Picture region annotation records:
— begin —

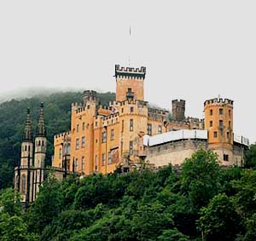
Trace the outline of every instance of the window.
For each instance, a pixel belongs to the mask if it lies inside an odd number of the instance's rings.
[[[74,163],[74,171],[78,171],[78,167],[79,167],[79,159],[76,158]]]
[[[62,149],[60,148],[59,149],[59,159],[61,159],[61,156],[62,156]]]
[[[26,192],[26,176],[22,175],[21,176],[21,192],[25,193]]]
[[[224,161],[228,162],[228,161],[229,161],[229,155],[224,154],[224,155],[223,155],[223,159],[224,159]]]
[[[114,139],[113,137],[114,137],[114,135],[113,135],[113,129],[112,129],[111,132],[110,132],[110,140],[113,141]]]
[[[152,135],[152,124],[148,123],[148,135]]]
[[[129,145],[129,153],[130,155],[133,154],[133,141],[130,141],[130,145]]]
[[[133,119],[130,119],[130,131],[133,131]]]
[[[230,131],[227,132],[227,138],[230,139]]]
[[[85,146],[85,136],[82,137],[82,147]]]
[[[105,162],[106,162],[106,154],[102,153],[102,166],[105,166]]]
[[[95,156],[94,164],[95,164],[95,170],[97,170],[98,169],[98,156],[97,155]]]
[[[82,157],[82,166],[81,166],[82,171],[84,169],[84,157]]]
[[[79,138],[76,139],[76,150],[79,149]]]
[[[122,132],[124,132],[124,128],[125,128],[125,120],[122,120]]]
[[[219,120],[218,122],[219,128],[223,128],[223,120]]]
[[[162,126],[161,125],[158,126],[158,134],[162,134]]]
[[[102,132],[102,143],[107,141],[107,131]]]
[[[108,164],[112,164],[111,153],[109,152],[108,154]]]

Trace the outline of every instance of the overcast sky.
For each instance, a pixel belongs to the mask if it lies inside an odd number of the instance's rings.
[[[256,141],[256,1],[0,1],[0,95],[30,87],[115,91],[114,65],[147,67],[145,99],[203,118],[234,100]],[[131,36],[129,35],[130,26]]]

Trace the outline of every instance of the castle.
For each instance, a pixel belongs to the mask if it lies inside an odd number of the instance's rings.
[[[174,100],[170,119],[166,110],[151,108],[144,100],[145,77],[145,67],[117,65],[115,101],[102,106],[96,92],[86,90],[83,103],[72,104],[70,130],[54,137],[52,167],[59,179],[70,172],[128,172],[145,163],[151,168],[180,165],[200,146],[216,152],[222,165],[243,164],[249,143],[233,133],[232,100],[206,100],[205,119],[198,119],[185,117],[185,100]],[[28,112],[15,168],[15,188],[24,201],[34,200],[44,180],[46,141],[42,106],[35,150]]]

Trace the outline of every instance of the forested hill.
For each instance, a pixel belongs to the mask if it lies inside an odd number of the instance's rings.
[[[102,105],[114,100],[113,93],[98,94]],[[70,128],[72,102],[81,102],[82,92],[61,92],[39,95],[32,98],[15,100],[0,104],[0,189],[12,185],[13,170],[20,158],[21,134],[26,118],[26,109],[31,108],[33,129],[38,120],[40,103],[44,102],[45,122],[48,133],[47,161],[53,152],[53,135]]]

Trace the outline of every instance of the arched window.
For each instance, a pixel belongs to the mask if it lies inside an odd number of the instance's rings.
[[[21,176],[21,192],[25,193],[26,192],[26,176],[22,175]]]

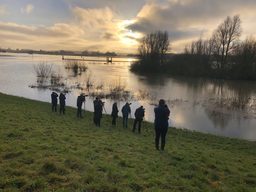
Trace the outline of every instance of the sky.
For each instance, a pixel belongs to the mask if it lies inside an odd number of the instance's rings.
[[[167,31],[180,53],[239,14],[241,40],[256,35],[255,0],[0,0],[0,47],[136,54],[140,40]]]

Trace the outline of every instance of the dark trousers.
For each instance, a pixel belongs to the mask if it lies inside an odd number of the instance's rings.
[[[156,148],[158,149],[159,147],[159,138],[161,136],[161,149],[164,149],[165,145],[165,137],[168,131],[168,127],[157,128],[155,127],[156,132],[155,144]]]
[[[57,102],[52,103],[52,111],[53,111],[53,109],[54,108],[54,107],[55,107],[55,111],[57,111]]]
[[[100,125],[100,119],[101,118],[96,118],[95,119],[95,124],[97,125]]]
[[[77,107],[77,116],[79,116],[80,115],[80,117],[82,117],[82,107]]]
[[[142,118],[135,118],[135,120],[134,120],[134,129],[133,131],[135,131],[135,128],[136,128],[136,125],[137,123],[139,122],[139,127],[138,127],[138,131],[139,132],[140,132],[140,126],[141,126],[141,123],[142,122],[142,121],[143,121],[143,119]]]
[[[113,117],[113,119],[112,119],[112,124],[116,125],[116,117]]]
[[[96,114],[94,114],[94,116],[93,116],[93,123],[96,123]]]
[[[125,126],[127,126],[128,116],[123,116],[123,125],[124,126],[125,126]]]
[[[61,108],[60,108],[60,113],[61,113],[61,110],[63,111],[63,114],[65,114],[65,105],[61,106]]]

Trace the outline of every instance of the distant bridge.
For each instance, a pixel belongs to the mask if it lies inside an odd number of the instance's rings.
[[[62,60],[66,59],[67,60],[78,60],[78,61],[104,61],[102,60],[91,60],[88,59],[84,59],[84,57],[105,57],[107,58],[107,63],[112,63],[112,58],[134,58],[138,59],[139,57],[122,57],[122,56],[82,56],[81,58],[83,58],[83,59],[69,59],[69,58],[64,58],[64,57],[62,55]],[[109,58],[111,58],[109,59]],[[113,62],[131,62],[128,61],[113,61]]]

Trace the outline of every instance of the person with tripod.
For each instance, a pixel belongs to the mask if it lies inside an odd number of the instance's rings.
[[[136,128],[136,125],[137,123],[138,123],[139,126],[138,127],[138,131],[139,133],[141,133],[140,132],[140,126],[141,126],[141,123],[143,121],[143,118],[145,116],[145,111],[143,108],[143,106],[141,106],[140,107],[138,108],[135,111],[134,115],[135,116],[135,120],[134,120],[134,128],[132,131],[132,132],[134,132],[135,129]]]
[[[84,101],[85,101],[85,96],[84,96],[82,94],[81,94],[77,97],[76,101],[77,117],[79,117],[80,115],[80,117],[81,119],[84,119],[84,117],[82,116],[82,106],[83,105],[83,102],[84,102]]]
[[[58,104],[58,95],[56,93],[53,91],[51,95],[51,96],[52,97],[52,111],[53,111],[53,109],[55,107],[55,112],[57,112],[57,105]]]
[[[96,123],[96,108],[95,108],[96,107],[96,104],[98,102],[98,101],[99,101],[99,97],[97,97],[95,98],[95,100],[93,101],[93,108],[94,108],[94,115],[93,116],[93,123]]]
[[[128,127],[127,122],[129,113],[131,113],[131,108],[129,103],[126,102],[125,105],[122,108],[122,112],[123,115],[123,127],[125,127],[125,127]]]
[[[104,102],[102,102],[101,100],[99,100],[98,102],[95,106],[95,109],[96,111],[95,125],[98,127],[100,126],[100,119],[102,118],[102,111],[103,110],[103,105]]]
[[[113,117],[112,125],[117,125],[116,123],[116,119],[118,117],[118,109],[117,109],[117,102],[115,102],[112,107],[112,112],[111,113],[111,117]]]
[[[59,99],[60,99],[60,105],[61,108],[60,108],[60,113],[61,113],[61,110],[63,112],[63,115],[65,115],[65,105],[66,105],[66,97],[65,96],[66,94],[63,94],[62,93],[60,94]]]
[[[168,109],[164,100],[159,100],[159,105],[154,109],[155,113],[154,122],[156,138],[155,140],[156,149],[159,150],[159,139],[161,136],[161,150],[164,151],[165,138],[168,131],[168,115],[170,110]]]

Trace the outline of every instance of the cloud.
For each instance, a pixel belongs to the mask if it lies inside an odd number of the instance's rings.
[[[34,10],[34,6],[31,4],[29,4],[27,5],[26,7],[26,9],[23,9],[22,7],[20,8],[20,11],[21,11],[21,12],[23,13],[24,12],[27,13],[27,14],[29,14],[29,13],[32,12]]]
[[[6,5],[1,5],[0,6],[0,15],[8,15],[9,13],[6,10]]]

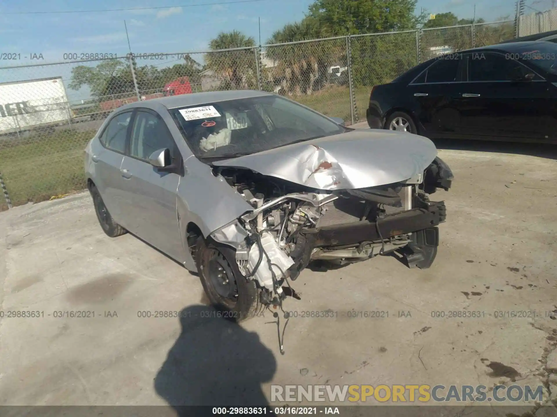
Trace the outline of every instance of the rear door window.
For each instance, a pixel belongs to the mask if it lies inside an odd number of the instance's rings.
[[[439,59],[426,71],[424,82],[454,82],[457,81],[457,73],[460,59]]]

— end —

EXERCISE REQUIREMENTS:
Update the records from the line containing "Trace the outline of every instance of the arched" through the line containing "[[[21,176],[21,192],[25,193],[26,192],[26,176],[22,175]]]" by replacing "arched" with "rounded", keeping everything else as it is.

FINAL RESULT:
Trace the outline of every instance of the rounded window.
For each instance, a pixel belongs to the mask if it lies inside an odd number of the instance's rings.
[[[21,176],[21,192],[25,193],[26,192],[26,176],[22,175]]]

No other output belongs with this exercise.